EXPLORE THE MATERIAL:
A: Reproduce the passage of the article below on getting back with an ex, from "A good way to" to "angry or defensive.".
B: List the kinds of classes the article on getting back with an ex gives as examples of ones that help in other ways.

PROVIDED TEXT:
━━━━━━━━━━━━━━━━━━━━
Do you really want to get back with your ex?

There are many reasons why a relationship doesn't last, and many tips and advice on what to do. The truth is, if you really want to get back with your ex, the first thing to ask yourself is, is it really worth it? Was there something so bad, like physical or emotional abuse where maybe it shouldn't be tried? If they cheated on you, or the other way around, there was a reason for breaking up in the first place.

If you feel that it is worth trying on your part, have they moved on? You can tell, especially if there has been a little while. One sure sign is that they are with someone else. If they are single, maybe they haven't found someone to take your place, and maybe they too feel it may be worth trying again.

The first place to start is within yourself, not placing blame, but taking responsibility for your own actions that lead to the break up. The truth is, for many younger couples, it is a lack of communication.

Even if there was cheating involved, in most cases it isn't about the sex, it's about what is missing in the relationship, which is a lack of communication. In older couples, many spend so much time raising kids, providing for the family, that by the time the children are grown, couples often find themselves living with a stranger.

If you feel that you were lacking somewhere, maybe you couldn't talk about serious things with your partner, or you may find that you have anger issues. The first thing is to try to do something to help.

There are classes, and support groups and all kinds of other resources to help you. Improving yourself is the first step to getting back together. You may also find classes to help in other ways, to get you out of the house, cooking, decorating, or even classes to help improve your work skills.

A good way to start the ball rolling with an ex is to invite them to come along, as 'support.' This works in two ways. Not only does it show your ex that you are willing and trying to make things right, but it is also a way to do something together, outside of what you may be used to.

If your ex is willing, the first thing you need to both do is really sit and talk about what caused the break up, and get these issues resolved. This way you both can start with a clean slate. If you can't come to some understanding, maybe it's time to really move on.

You both need to be patient, because if you both feel that it is worth saving, then you both need to listen to what the other has to say without getting angry or defensive.

Start small, go out on a date, or take a drive. You don't want to just jump back into the relationship, that may be where the problem started in the first place. Get to know one another again, you may find that this is the person you fell in love with in the first place.

Now a lot of relationships break up because of children, but not in the way you think. Many times, especially with younger couples, a relationship gets started, and before you know it, there's a baby, before either may have even discussed it.

Of course, this either instantly breaks up the relationship, or they try to give it a go, and get married. This is not the thing to do. You both need time to get to know each other, and even if you have been going out for awhile, that is totally different from being with each other on a permanent basis.

There is birth control, use it. Take the time to get to know one another together, not dating. In these modern times, it really isn't such a bad idea to live with the person for a year before getting married.

This gives you time to get used to their snoring, and enough time to see if you should be even together. That way, it is better to walk away early, as friends, than later when you hate each other.

This way you can share experiences together, while you are younger, before you have children. Just because you have kids, try to find even small things that tell the other person you love them.
━━━━━━━━━━━━━━━━━━━━
MATERIAL PROVIDED:
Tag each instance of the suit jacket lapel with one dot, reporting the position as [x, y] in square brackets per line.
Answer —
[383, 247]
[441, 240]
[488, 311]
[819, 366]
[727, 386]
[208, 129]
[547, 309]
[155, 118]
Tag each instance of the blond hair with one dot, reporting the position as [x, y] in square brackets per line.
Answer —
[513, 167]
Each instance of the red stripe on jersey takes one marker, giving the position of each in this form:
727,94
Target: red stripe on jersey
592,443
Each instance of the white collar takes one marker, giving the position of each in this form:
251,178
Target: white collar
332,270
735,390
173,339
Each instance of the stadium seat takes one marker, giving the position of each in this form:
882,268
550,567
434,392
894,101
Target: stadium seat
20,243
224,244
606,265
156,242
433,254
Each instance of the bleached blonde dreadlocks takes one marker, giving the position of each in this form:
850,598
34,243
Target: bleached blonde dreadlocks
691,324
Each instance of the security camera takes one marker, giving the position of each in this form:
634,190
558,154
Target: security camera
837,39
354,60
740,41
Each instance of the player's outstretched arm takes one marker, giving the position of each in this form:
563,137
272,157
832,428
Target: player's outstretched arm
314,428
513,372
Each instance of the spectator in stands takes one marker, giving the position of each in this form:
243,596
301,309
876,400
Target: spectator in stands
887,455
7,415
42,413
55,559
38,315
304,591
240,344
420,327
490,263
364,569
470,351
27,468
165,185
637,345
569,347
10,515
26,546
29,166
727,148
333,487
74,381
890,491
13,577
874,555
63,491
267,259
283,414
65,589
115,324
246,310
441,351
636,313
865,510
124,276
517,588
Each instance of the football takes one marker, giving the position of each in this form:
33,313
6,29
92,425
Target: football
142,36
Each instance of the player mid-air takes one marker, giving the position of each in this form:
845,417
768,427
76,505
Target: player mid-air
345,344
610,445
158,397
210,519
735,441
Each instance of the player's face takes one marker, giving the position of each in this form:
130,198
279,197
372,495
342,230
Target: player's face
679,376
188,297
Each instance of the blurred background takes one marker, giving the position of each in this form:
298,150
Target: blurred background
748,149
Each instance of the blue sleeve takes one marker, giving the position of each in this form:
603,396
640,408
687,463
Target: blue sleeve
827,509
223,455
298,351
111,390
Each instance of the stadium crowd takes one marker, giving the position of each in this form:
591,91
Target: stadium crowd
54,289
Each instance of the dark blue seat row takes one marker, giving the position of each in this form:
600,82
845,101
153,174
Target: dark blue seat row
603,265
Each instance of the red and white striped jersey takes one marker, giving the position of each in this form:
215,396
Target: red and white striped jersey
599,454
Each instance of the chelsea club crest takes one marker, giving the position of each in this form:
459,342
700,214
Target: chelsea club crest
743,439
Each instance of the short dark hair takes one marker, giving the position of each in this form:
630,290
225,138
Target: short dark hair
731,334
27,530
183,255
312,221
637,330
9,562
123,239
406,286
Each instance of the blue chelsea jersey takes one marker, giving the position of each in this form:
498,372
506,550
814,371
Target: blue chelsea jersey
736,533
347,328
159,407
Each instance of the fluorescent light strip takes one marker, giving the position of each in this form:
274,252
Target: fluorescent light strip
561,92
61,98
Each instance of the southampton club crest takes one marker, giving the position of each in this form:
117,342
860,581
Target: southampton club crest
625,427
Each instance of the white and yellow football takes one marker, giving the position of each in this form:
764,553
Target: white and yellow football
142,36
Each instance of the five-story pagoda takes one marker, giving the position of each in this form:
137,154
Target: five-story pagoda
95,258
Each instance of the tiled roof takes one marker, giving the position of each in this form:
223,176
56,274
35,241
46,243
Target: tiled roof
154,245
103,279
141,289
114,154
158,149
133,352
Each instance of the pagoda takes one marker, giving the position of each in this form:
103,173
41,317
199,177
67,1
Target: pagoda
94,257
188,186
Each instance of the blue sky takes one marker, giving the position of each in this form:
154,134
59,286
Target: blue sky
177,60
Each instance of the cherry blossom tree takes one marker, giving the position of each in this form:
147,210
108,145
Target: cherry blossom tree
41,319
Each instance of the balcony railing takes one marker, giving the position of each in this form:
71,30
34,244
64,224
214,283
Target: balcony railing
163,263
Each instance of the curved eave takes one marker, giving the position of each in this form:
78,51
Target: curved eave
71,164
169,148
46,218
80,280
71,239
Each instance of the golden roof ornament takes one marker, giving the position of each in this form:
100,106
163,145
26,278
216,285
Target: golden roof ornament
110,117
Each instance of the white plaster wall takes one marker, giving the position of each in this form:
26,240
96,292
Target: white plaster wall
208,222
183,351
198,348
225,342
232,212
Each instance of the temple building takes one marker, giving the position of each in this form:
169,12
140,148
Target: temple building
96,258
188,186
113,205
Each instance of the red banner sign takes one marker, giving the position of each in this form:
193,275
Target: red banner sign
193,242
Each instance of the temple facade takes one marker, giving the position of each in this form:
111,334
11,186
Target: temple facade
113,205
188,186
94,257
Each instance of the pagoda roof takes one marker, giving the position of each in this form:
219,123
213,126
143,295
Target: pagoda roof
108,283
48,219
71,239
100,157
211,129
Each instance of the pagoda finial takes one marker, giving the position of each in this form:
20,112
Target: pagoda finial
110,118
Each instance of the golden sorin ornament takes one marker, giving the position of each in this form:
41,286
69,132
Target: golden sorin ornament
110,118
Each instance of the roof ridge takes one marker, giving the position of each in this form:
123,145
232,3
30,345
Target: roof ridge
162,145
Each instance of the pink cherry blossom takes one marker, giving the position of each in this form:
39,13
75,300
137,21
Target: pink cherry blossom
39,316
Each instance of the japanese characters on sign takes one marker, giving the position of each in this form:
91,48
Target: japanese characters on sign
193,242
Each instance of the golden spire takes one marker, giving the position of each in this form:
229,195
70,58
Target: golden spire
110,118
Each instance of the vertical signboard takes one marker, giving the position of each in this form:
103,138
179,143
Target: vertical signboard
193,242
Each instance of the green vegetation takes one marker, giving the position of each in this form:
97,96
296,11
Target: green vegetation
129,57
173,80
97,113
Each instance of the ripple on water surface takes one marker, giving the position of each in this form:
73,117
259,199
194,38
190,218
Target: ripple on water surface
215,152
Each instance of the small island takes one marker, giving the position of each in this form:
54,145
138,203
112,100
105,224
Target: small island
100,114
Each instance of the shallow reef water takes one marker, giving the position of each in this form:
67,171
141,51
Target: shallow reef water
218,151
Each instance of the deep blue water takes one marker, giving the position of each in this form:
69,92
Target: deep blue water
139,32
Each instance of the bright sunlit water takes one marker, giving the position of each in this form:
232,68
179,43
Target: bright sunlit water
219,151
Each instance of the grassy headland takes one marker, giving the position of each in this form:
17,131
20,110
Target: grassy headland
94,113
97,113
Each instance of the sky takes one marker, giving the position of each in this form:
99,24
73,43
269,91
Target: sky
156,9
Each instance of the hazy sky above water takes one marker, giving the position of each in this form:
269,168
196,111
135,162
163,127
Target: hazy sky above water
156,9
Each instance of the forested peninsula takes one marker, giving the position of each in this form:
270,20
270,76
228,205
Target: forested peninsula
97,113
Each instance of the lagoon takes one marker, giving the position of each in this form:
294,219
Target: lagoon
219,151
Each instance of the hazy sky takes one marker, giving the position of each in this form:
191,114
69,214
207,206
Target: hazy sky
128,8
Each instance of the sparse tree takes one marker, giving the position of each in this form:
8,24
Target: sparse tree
━━━━━━━━━━━━━━━━━━━━
RESULTS BY TASK:
A:
A good way to start the ball rolling with an ex is to invite them to come along, as 'support.' This works in two ways. Not only does it show your ex that you are willing and trying to make things right, but it is also a way to do something together, outside of what you may be used to.

If your ex is willing, the first thing you need to both do is really sit and talk about what caused the break up, and get these issues resolved. This way you both can start with a clean slate. If you can't come to some understanding, maybe it's time to really move on.

You both need to be patient, because if you both feel that it is worth saving, then you both need to listen to what the other has to say without getting angry or defensive.

B:
- Cooking
- Decorating
- Classes to help improve your work skills